**Instruction 1:**
According to the Riddler excerpt, what is the chance that no person in the five-couple photo lineup stands next to his or her partner?
**Instruction 2:**
Update the stretch of the Riddler excerpt from "Here’s a nice" through "ways are left." by putting "principle of inclusion and exclusion" in place of "inclusion-exclusion principle".

**Quoted passage:**
** Begin **
A holiday puzzle from Joe Zeng:

The 41 FiveThirtyEight staff members have decided to send gifts to each other as part of a Secret Santa program. Each person is randomly assigned one of the other 40 people on the masthead to give a gift to, and they can’t give to themselves. After the Secret Santa is over, everybody naturally wants to find out who gave them their gift. So, each of them decides to ask up to 20 people who they were a Secret Santa for. If they can’t find the person who gave them the gift within 20 tries, they give up. (Twenty co-workers is a lot of co-workers to talk to, after all.) Each person asks and answers individually — they don’t tell who anyone else’s Secret Santa is. Also, nobody asks any question other than “Who were you Secret Santa for?”

If each person asks questions optimally, giving themselves the best chance to unmask their Secret Santa, what is the probability that everyone finds out who their Secret Santa was? And what is this optimal strategy? (Asking randomly won’t work, because only half the people will find their Secret Santa that way on average, and there’s about a 1-in-2 trillion chance that everyone will know.)

Submit your answer

Solution to the previous Riddler Express

Congratulations to 👏 Connor Hogendorn 👏 of Jersey City, New Jersey, winner of the previous edition of the Express puzzle! (We took Thanksgiving off.)

The previous problem asked about a photograph at the end of a dinner party. If five couples arrange themselves randomly in a line to pose for a photo, in such a way that all possible lineups are equally likely, there is about a 35 percent chance (47/135) that no person is standing next to his or her partner.

Here’s a nice explanation adapted from George Miller. One way to solve this problem is the inclusion-exclusion principle. First, notice that there are 10! (\(10\cdot 9\cdot 8\cdot \ldots \cdot 2 \cdot 1\)) ways of arranging 10 people in a line. That’s 3,628,800 ways. What we need to do now is to subtract off all the ways that do have couples standing next to each other, and see how many ways are left.
** End **
**Records supplied:**
** Begin **
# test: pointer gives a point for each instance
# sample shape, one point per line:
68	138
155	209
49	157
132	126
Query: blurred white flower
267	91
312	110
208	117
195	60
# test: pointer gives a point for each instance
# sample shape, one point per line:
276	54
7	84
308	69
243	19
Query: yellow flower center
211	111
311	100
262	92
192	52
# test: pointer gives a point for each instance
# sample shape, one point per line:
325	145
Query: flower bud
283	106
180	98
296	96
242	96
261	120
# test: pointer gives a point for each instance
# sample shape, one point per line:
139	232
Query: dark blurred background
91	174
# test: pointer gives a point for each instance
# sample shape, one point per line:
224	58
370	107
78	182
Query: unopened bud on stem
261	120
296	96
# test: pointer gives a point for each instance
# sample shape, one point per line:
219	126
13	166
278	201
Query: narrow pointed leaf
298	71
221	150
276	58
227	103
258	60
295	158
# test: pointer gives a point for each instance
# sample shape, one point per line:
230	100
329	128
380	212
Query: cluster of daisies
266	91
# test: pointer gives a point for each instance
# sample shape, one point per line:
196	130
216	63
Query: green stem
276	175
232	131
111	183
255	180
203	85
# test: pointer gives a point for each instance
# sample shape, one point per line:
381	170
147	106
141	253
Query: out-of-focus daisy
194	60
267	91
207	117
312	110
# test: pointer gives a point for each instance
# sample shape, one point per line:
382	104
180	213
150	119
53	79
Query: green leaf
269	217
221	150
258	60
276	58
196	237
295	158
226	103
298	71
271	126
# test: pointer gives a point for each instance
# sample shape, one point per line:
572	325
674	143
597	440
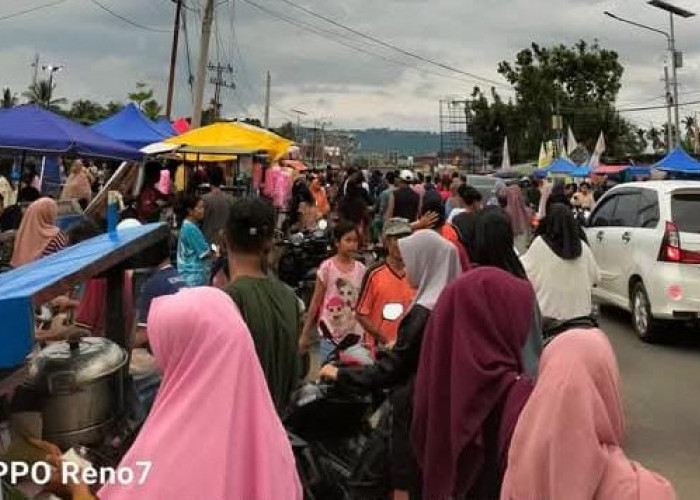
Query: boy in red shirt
385	283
** End **
**Exercise answer 1:**
About 35 percent (47/135).

**Exercise answer 2:**
Here’s a nice explanation adapted from George Miller. One way to solve this problem is the principle of inclusion and exclusion. First, notice that there are 10! (\(10\cdot 9\cdot 8\cdot \ldots \cdot 2 \cdot 1\)) ways of arranging 10 people in a line. That’s 3,628,800 ways. What we need to do now is to subtract off all the ways that do have couples standing next to each other, and see how many ways are left.